■ Consigne
Recopiez le passage de la critique du roman, en commençant par « Cette première partie » et en allant jusqu'à « au XXIème siècle. ».

■ Texte extrait

━━━━

"Plus haut dans les ténèbres" - Sequoia Nagamatsu

"La mort était devenue un mode de vie."

Voilà un roman qui ne nous emmène pas là où on s’y attend…

Cela commence avec la découverte du corps, âgé d’environ 60 000 ans, d’une fillette, en Sibérie, en 2030. Clara, la scientifique qui en est à l’origine, est décédée en chutant dans la grotte où se trouvait celle qu’elle a prénommée Annie. Elle laisse derrière elle sa fille Yumi, qu’elle avait confiée à ses propres parents, afin de pouvoir se vouer à un travail dans lequel elle plaçait l’espoir d’un avenir meilleur. Annie, porteuse d’un génome mêlant origines néandertaliennes et ADN d’étoile de mer, est un mystère. Serait-elle le chaînon manquant ? Son corps héberge également un virus que la glace a conservé durant ces milliers d’années.

Cette première partie est comme un prologue. Ce qui suit pourrait passer pour un recueil de nouvelles, se déclinant en quatorze épisodes aux liens souvent ténus, qui lui sont plus ou moins postérieurs -de quelques années à des siècles plus tard-, la plupart se déroulant néanmoins au XXIème siècle.

━━━━

■ Données extraites
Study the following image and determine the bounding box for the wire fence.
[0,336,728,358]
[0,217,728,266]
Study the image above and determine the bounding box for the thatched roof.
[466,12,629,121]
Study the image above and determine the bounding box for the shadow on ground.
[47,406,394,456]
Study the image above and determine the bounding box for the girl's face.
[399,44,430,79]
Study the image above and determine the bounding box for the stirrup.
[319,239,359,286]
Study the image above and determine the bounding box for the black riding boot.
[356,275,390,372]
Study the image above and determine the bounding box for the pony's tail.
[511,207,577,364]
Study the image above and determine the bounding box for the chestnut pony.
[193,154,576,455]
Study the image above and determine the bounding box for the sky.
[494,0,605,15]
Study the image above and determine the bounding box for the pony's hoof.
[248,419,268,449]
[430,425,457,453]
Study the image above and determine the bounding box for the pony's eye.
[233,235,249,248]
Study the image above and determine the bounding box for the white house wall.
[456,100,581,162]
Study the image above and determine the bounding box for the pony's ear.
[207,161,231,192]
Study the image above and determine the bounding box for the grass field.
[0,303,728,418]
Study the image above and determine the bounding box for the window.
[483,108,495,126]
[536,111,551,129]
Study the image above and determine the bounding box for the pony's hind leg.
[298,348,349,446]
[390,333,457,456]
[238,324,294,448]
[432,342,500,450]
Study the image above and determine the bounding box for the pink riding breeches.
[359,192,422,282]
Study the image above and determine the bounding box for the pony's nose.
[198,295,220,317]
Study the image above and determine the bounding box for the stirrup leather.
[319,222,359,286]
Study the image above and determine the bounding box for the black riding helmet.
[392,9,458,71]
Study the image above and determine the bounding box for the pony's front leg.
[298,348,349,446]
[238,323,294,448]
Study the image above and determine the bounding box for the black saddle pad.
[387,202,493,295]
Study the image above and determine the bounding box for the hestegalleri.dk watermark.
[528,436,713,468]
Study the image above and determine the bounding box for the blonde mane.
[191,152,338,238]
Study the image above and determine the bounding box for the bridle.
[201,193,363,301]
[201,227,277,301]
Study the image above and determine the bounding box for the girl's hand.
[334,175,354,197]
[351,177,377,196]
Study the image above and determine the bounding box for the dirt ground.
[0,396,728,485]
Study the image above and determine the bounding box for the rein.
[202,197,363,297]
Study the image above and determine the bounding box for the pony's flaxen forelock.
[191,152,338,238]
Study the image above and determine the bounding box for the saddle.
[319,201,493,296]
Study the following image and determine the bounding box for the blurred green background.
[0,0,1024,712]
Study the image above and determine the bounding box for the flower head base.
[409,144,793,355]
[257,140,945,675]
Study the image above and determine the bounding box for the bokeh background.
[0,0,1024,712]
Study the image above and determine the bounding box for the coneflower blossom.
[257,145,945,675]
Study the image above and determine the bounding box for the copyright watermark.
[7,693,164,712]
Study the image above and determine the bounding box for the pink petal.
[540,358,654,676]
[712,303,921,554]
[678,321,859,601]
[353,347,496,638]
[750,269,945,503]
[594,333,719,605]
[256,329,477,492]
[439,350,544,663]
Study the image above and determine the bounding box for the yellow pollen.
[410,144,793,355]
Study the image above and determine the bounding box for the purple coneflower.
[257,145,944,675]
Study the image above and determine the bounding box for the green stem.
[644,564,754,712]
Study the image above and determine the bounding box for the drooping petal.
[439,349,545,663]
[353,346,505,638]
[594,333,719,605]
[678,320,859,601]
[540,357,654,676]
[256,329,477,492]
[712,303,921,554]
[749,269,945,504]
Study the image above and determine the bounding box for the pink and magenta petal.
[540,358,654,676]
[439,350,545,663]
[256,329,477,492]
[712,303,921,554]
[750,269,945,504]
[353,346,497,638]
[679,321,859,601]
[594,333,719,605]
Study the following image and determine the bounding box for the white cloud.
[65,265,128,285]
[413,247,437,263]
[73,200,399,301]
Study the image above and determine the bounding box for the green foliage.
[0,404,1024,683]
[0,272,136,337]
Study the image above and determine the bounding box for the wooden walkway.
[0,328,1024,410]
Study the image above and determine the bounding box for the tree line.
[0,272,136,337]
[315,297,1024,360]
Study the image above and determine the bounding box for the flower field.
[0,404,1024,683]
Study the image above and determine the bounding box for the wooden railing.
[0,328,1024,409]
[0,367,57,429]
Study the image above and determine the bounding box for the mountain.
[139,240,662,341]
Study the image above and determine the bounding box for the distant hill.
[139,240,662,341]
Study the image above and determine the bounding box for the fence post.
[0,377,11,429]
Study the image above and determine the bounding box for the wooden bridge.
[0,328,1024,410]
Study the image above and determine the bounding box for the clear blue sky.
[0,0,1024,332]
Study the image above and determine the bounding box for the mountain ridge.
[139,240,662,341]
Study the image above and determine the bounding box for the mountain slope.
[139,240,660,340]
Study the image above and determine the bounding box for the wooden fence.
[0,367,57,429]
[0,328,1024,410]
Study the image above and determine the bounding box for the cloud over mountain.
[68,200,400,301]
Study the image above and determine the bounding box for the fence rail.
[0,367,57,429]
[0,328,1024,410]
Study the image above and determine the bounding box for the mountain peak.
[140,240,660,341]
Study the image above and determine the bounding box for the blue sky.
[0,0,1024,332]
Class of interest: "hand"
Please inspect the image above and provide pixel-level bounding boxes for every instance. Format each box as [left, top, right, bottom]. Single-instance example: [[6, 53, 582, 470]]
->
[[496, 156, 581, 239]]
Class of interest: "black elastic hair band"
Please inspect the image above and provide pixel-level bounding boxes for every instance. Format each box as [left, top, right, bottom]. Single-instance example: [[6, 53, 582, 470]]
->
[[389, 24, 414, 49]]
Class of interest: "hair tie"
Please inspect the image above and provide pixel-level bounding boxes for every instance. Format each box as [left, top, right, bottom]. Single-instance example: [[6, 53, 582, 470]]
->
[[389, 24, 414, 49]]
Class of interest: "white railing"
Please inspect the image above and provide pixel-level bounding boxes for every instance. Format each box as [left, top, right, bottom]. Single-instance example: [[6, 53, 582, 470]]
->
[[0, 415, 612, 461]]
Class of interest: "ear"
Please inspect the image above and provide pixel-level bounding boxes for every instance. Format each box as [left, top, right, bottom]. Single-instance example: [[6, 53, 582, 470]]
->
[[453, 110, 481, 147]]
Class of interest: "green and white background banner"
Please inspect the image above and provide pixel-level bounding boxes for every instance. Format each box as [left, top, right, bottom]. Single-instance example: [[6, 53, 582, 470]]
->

━━━━

■ Corrigé
Cette première partie est comme un prologue. Ce qui suit pourrait passer pour un recueil de nouvelles, se déclinant en quatorze épisodes aux liens souvent ténus, qui lui sont plus ou moins postérieurs -de quelques années à des siècles plus tard-, la plupart se déroulant néanmoins au XXIème siècle.